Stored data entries
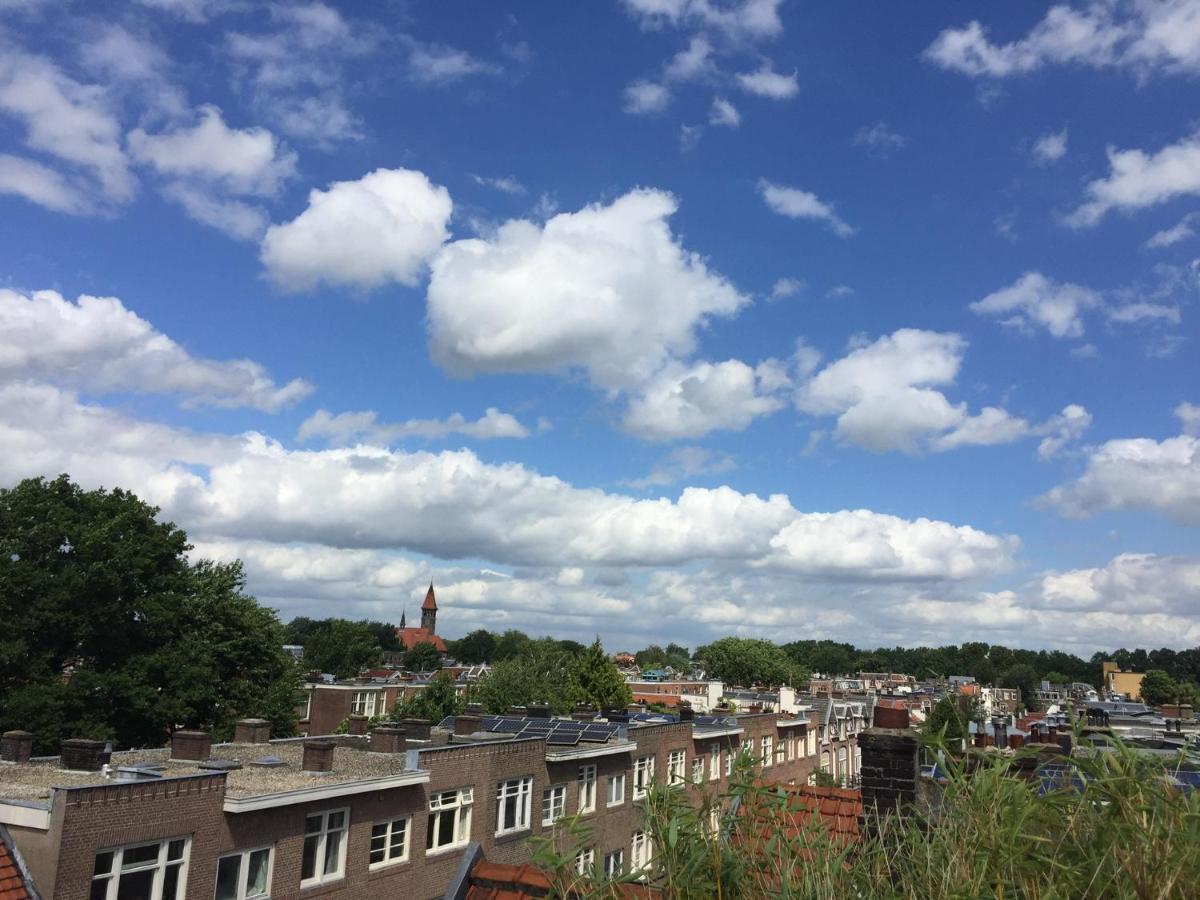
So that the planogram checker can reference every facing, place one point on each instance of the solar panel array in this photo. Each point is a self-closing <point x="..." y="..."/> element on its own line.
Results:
<point x="558" y="732"/>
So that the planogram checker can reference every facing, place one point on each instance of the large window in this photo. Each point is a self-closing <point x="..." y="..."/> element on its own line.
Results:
<point x="149" y="871"/>
<point x="643" y="773"/>
<point x="389" y="843"/>
<point x="616" y="790"/>
<point x="587" y="789"/>
<point x="553" y="804"/>
<point x="364" y="702"/>
<point x="324" y="847"/>
<point x="677" y="761"/>
<point x="245" y="876"/>
<point x="513" y="801"/>
<point x="449" y="819"/>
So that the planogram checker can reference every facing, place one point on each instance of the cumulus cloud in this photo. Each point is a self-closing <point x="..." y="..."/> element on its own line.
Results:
<point x="100" y="346"/>
<point x="766" y="82"/>
<point x="607" y="289"/>
<point x="1138" y="180"/>
<point x="1035" y="300"/>
<point x="1050" y="148"/>
<point x="691" y="401"/>
<point x="795" y="203"/>
<point x="364" y="234"/>
<point x="1143" y="37"/>
<point x="454" y="505"/>
<point x="348" y="427"/>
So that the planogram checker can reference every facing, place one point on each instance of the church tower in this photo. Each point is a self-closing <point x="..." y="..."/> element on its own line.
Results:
<point x="430" y="611"/>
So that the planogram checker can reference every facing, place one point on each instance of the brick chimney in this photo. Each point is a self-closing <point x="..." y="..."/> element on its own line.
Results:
<point x="82" y="755"/>
<point x="318" y="755"/>
<point x="16" y="747"/>
<point x="389" y="739"/>
<point x="251" y="731"/>
<point x="191" y="745"/>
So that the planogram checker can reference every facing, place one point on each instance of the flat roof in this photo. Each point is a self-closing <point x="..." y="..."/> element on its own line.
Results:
<point x="35" y="780"/>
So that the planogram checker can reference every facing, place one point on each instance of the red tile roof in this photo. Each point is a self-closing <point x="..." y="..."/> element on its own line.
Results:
<point x="12" y="882"/>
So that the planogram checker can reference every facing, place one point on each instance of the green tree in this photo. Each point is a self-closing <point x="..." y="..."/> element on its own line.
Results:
<point x="597" y="682"/>
<point x="109" y="631"/>
<point x="436" y="702"/>
<point x="424" y="657"/>
<point x="341" y="648"/>
<point x="1158" y="688"/>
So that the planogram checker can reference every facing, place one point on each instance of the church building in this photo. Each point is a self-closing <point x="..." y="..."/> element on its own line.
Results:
<point x="427" y="631"/>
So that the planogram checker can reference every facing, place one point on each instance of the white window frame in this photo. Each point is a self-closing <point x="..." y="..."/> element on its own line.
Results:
<point x="616" y="789"/>
<point x="389" y="834"/>
<point x="553" y="804"/>
<point x="643" y="774"/>
<point x="457" y="803"/>
<point x="243" y="857"/>
<point x="520" y="792"/>
<point x="615" y="863"/>
<point x="364" y="703"/>
<point x="587" y="783"/>
<point x="677" y="767"/>
<point x="321" y="876"/>
<point x="160" y="865"/>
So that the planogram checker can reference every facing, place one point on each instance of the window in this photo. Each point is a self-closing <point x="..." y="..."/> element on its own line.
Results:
<point x="324" y="847"/>
<point x="643" y="773"/>
<point x="617" y="790"/>
<point x="615" y="863"/>
<point x="389" y="843"/>
<point x="245" y="876"/>
<point x="587" y="789"/>
<point x="586" y="861"/>
<point x="553" y="804"/>
<point x="449" y="819"/>
<point x="676" y="763"/>
<point x="513" y="801"/>
<point x="156" y="871"/>
<point x="640" y="855"/>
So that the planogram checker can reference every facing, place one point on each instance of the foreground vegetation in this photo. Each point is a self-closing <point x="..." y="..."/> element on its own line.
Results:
<point x="1116" y="829"/>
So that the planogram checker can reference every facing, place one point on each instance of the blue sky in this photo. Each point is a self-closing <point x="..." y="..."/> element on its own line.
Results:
<point x="658" y="319"/>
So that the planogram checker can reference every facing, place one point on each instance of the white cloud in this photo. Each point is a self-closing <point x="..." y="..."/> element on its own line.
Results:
<point x="100" y="346"/>
<point x="607" y="289"/>
<point x="66" y="119"/>
<point x="1146" y="37"/>
<point x="724" y="114"/>
<point x="766" y="82"/>
<point x="1161" y="477"/>
<point x="691" y="401"/>
<point x="646" y="99"/>
<point x="1138" y="180"/>
<point x="795" y="203"/>
<point x="454" y="505"/>
<point x="880" y="139"/>
<point x="684" y="463"/>
<point x="244" y="161"/>
<point x="40" y="184"/>
<point x="1035" y="300"/>
<point x="1180" y="232"/>
<point x="1050" y="148"/>
<point x="349" y="427"/>
<point x="367" y="233"/>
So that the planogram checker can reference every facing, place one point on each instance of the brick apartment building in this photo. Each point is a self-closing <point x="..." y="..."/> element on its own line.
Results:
<point x="390" y="814"/>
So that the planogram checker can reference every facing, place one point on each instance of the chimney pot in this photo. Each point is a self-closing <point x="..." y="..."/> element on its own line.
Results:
<point x="318" y="755"/>
<point x="16" y="747"/>
<point x="252" y="731"/>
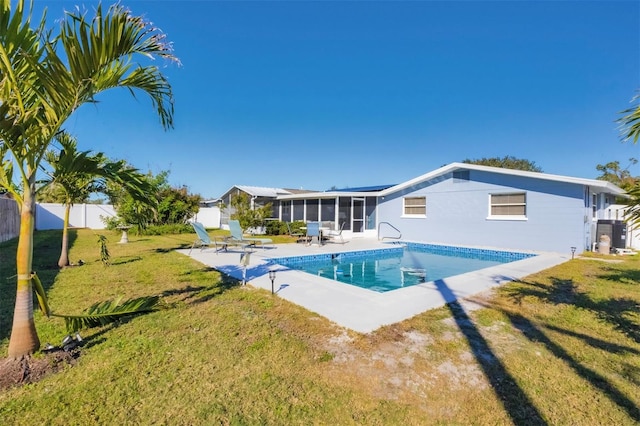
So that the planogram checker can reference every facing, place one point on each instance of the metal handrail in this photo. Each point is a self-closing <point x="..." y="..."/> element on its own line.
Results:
<point x="396" y="229"/>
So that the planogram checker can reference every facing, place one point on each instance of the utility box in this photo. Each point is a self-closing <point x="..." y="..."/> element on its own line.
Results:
<point x="616" y="230"/>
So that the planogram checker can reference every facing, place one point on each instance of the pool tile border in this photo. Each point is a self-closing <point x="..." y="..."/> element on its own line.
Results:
<point x="484" y="254"/>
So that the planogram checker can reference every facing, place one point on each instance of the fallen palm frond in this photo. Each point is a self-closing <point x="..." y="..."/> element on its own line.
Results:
<point x="109" y="311"/>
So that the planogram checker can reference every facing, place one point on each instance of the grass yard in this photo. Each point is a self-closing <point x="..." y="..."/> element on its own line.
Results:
<point x="559" y="347"/>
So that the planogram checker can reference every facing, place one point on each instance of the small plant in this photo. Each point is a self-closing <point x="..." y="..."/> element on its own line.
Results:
<point x="104" y="251"/>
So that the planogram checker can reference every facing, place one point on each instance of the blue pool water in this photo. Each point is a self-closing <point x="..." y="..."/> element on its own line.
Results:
<point x="401" y="266"/>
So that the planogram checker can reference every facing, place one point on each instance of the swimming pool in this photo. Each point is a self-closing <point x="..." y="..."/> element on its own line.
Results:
<point x="402" y="265"/>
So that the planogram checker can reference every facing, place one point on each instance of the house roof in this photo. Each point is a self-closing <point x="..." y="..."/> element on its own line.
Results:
<point x="261" y="191"/>
<point x="373" y="188"/>
<point x="592" y="183"/>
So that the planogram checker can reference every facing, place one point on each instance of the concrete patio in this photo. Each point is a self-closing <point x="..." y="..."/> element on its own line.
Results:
<point x="354" y="307"/>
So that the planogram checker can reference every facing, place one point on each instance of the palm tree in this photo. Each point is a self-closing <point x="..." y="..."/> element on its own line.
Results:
<point x="76" y="175"/>
<point x="630" y="122"/>
<point x="44" y="78"/>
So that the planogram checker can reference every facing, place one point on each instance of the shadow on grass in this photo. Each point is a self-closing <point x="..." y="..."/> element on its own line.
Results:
<point x="617" y="311"/>
<point x="46" y="252"/>
<point x="534" y="334"/>
<point x="203" y="293"/>
<point x="625" y="276"/>
<point x="516" y="403"/>
<point x="125" y="259"/>
<point x="170" y="249"/>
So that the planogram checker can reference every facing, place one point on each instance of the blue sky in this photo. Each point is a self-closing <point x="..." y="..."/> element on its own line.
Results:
<point x="315" y="94"/>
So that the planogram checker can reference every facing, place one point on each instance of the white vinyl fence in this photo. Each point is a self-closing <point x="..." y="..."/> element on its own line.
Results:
<point x="51" y="216"/>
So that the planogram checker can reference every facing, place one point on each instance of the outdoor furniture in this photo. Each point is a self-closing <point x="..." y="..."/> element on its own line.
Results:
<point x="297" y="235"/>
<point x="220" y="243"/>
<point x="313" y="231"/>
<point x="238" y="237"/>
<point x="334" y="234"/>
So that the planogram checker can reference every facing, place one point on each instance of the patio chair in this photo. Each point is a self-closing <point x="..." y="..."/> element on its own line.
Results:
<point x="313" y="231"/>
<point x="238" y="236"/>
<point x="333" y="234"/>
<point x="297" y="235"/>
<point x="204" y="240"/>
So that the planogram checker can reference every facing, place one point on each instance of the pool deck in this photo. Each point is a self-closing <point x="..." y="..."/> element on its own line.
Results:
<point x="356" y="308"/>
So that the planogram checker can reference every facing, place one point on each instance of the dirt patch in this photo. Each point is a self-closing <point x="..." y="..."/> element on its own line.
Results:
<point x="19" y="372"/>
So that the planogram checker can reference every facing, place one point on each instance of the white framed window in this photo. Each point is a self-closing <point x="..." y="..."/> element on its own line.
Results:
<point x="415" y="207"/>
<point x="512" y="206"/>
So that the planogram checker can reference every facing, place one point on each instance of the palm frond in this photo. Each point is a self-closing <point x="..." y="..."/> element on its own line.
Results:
<point x="109" y="311"/>
<point x="630" y="122"/>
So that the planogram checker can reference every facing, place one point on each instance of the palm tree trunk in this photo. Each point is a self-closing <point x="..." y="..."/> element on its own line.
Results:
<point x="64" y="252"/>
<point x="24" y="338"/>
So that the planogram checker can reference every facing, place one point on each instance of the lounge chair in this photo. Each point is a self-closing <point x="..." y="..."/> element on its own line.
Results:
<point x="333" y="234"/>
<point x="313" y="231"/>
<point x="238" y="236"/>
<point x="204" y="240"/>
<point x="297" y="235"/>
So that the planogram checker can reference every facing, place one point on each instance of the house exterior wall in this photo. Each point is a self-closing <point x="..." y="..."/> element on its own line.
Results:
<point x="457" y="213"/>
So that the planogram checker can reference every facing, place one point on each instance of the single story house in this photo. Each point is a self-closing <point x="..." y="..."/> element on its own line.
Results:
<point x="258" y="197"/>
<point x="465" y="204"/>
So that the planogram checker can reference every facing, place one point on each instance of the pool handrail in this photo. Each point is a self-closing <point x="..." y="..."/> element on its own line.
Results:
<point x="396" y="229"/>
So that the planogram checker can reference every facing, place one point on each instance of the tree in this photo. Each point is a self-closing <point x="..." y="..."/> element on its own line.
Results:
<point x="174" y="205"/>
<point x="506" y="162"/>
<point x="630" y="131"/>
<point x="612" y="172"/>
<point x="630" y="122"/>
<point x="44" y="78"/>
<point x="76" y="175"/>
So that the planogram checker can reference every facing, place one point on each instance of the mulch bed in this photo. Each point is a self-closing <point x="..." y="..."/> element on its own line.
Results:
<point x="18" y="372"/>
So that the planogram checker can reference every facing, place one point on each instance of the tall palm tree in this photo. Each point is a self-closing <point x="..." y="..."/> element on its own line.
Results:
<point x="44" y="78"/>
<point x="630" y="122"/>
<point x="78" y="174"/>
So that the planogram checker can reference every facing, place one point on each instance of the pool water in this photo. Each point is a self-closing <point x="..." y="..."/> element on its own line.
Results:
<point x="392" y="269"/>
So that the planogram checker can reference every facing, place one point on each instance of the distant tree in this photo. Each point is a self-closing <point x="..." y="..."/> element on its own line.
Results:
<point x="72" y="176"/>
<point x="176" y="205"/>
<point x="612" y="172"/>
<point x="506" y="162"/>
<point x="173" y="205"/>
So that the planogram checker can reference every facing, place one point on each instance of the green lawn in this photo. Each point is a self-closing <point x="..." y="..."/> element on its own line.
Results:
<point x="560" y="347"/>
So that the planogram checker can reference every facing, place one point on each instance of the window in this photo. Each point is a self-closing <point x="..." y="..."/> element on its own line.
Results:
<point x="513" y="205"/>
<point x="415" y="206"/>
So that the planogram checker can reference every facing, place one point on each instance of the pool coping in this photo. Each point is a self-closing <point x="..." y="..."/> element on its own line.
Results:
<point x="360" y="309"/>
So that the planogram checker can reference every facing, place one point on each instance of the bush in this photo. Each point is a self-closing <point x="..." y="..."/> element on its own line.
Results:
<point x="174" y="228"/>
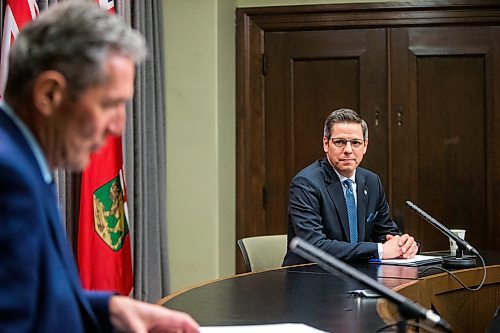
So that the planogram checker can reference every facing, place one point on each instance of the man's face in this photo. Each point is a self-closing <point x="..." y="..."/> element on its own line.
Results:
<point x="345" y="159"/>
<point x="82" y="125"/>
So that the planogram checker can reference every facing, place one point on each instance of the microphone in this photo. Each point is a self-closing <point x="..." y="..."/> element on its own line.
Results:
<point x="407" y="308"/>
<point x="462" y="244"/>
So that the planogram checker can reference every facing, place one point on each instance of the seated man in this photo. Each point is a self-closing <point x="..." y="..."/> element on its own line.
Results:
<point x="339" y="207"/>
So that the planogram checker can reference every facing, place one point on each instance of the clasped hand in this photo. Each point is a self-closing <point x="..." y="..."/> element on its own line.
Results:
<point x="403" y="246"/>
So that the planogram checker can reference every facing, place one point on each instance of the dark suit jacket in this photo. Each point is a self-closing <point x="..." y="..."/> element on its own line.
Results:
<point x="39" y="286"/>
<point x="317" y="213"/>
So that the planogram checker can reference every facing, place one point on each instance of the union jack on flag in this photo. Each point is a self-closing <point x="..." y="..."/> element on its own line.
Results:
<point x="17" y="14"/>
<point x="109" y="5"/>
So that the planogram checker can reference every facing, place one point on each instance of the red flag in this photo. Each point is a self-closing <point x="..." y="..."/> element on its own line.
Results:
<point x="104" y="251"/>
<point x="17" y="14"/>
<point x="104" y="255"/>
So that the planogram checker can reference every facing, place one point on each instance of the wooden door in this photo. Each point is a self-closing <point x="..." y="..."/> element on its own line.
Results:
<point x="424" y="76"/>
<point x="445" y="105"/>
<point x="308" y="75"/>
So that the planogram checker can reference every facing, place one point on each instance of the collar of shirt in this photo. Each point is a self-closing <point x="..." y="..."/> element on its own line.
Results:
<point x="32" y="142"/>
<point x="342" y="178"/>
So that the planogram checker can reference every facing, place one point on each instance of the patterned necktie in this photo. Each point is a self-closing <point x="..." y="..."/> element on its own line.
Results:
<point x="351" y="211"/>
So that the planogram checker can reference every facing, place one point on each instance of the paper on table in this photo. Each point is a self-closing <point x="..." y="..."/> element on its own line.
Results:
<point x="271" y="328"/>
<point x="415" y="261"/>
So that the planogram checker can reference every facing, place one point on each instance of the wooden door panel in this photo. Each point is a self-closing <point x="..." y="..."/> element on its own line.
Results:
<point x="441" y="139"/>
<point x="309" y="75"/>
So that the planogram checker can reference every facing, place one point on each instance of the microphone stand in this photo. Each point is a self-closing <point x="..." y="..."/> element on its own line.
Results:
<point x="458" y="261"/>
<point x="407" y="308"/>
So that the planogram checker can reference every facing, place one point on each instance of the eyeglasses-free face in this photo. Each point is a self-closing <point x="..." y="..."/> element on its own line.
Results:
<point x="345" y="147"/>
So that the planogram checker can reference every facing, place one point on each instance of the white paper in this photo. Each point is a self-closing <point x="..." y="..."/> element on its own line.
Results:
<point x="418" y="259"/>
<point x="271" y="328"/>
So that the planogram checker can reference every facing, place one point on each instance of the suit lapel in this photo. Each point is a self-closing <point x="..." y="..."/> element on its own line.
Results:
<point x="336" y="193"/>
<point x="362" y="196"/>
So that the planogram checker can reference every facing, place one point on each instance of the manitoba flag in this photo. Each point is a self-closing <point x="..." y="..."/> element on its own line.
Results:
<point x="104" y="255"/>
<point x="17" y="14"/>
<point x="104" y="251"/>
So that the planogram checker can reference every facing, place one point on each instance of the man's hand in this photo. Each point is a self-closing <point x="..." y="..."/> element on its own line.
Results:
<point x="129" y="315"/>
<point x="400" y="247"/>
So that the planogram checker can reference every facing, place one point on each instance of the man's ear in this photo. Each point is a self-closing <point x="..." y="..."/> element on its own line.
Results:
<point x="48" y="91"/>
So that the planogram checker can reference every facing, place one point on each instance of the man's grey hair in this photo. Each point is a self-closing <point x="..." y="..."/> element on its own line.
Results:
<point x="74" y="38"/>
<point x="344" y="116"/>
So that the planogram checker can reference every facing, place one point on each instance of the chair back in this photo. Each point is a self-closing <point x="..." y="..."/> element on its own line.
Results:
<point x="263" y="252"/>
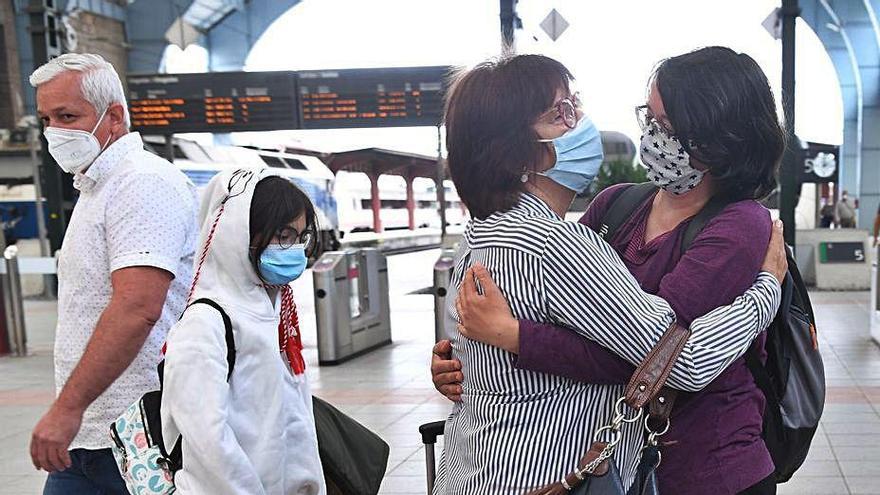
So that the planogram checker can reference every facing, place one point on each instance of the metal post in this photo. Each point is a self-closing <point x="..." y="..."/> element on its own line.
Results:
<point x="33" y="144"/>
<point x="441" y="189"/>
<point x="509" y="22"/>
<point x="169" y="148"/>
<point x="14" y="303"/>
<point x="788" y="180"/>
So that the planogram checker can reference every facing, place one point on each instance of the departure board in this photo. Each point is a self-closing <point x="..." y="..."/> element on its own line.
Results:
<point x="213" y="102"/>
<point x="401" y="96"/>
<point x="265" y="101"/>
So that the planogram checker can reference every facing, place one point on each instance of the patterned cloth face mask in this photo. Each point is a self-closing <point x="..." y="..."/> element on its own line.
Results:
<point x="668" y="164"/>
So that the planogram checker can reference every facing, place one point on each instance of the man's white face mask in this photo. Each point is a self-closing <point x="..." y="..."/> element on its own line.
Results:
<point x="73" y="149"/>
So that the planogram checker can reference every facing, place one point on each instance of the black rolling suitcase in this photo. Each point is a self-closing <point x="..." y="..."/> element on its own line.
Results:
<point x="430" y="432"/>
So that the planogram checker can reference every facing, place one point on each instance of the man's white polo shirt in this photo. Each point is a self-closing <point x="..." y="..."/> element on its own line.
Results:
<point x="134" y="209"/>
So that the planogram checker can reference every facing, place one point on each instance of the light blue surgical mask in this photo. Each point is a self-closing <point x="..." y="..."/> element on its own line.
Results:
<point x="280" y="266"/>
<point x="578" y="157"/>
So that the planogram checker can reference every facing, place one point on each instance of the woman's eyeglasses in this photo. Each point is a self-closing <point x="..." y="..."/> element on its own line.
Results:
<point x="566" y="109"/>
<point x="288" y="237"/>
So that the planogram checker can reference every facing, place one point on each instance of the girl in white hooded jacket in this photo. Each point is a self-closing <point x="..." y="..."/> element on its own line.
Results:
<point x="255" y="433"/>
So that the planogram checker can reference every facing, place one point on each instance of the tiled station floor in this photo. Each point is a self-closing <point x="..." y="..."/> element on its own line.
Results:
<point x="389" y="390"/>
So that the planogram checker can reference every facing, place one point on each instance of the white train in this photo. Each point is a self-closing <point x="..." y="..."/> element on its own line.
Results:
<point x="354" y="203"/>
<point x="343" y="202"/>
<point x="200" y="163"/>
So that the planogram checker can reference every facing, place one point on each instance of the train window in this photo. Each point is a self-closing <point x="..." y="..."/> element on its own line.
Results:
<point x="295" y="164"/>
<point x="273" y="161"/>
<point x="178" y="153"/>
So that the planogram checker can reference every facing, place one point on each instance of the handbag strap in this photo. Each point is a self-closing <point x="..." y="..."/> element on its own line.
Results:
<point x="650" y="377"/>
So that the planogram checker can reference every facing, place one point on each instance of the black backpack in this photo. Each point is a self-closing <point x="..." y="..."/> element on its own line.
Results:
<point x="793" y="378"/>
<point x="354" y="458"/>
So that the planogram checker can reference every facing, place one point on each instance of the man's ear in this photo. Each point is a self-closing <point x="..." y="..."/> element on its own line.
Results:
<point x="116" y="113"/>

REQUIRED ACTION:
From the first line of the entries above through the line with "of the large", set down each line exactly and drop the pictures.

EXPECTED ANSWER:
So that the planogram checker can reference every facing, place one point on each instance of the solar panel array in this photo. Each point is a self-closing <point x="..." y="..."/> element on its own line.
Results:
<point x="558" y="732"/>
So that the planogram checker can reference every facing, place one point on each instance of the large window in this photo. Each point is a self-closing <point x="..." y="..."/> element on its own line.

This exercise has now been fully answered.